SOURCE TEXT:

'''

June 8th 1972. Napalm has been dropped on the sleepy agricultural village of Trang Bang, recently occupied by North Vietnamese fighters. On the edge of the village, a small media corps is gathered. They watch in horror as villagers, including children, run along the road, fleeing this horror that has come to visit them. One of them is a nine year old girl called Kim Phuc. She is naked and her back has been napalmed.
In the media corps there's a British TV reporter - Christopher Wain, his ITV cameraman and a Vietnamese photographer who likes to be called Nick Ut. In a moment, Ut snaps perhaps the most iconic wartime picture ever taken. There are no words in it but the picture speaks volumes. It reminds the world that war touches the innocent and that it is wrong and that it is no solution. Reaction to this photograph in the west helped to hasten the end of the disastrous Vietnam War. Only blind or mentally impaired people wouldn't recognise this image:-
Kim Phuc was whisked away to a military hospital and came close to death. The medical staff gave her no chance but Christopher Wain took it upon himself to represent her and to push for the best possible treatment. In so doing he saved her life.

'''

DATASET EXTRACT:
'''

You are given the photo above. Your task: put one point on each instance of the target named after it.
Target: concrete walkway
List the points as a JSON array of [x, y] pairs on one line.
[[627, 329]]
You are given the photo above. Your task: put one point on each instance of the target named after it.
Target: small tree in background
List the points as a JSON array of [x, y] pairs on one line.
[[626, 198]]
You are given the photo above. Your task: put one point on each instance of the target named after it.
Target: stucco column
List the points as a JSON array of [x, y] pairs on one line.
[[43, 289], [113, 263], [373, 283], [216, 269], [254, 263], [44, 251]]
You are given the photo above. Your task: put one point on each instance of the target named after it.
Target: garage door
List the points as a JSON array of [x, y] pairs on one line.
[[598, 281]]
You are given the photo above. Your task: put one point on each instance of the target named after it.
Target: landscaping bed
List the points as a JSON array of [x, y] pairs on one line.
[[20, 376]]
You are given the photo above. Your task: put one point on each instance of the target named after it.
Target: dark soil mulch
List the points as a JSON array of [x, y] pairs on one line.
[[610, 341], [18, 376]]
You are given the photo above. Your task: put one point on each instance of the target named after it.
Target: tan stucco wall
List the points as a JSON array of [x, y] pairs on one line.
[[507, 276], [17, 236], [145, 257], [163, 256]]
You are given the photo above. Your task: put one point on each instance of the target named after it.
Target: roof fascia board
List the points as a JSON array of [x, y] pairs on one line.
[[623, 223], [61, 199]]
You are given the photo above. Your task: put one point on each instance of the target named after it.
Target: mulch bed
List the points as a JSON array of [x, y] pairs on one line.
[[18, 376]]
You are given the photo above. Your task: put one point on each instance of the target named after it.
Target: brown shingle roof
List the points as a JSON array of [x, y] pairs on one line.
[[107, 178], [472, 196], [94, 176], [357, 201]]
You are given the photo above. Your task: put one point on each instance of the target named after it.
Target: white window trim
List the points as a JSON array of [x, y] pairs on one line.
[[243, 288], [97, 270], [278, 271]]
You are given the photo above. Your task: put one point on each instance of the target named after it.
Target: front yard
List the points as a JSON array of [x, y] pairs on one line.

'''

LIST OF TASKS:
1/ From the Trang Bang napalm text, return the passage from "June 8th 1972." up to and including "has been napalmed.", copied word for word.
2/ In the Trang Bang napalm text, why is Christopher Wain credited with saving Kim Phuc's life?
3/ Continue the Trang Bang napalm text from its final sentence.

ANSWERS FOR EACH ITEM:
1/
June 8th 1972. Napalm has been dropped on the sleepy agricultural village of Trang Bang, recently occupied by North Vietnamese fighters. On the edge of the village, a small media corps is gathered. They watch in horror as villagers, including children, run along the road, fleeing this horror that has come to visit them. One of them is a nine year old girl called Kim Phuc. She is naked and her back has been napalmed.

2/ The medical staff at the military hospital gave Kim Phuc no chance of surviving. Christopher Wain took it on himself to represent her and push for the best possible treatment, and by doing that he saved her life.

3/
Incredibly, Kim, an illiterate peasant's daughter, later trained to be a doctor and now resides near Toronto, Canada with her husband and two sons. It seems that that photograph was the bane of her life for many years. Like an unwanted stalker, it followed her everywhere but gradually she came to realise that this unwelcome fame was something she could use to benefit other child victims of war and she formed the Kim Phuc Foundation for that purpose.
Nick Ut made his home in Los Angeles becoming a celebrated news photographer. Chris Wain recently met up with Kim again having previously declined an opportunity to be reunited with her on "The Oprah Winfrey Show". He said, "Despite everything that has happened to her and all that she has endured, she has become a very impressive woman."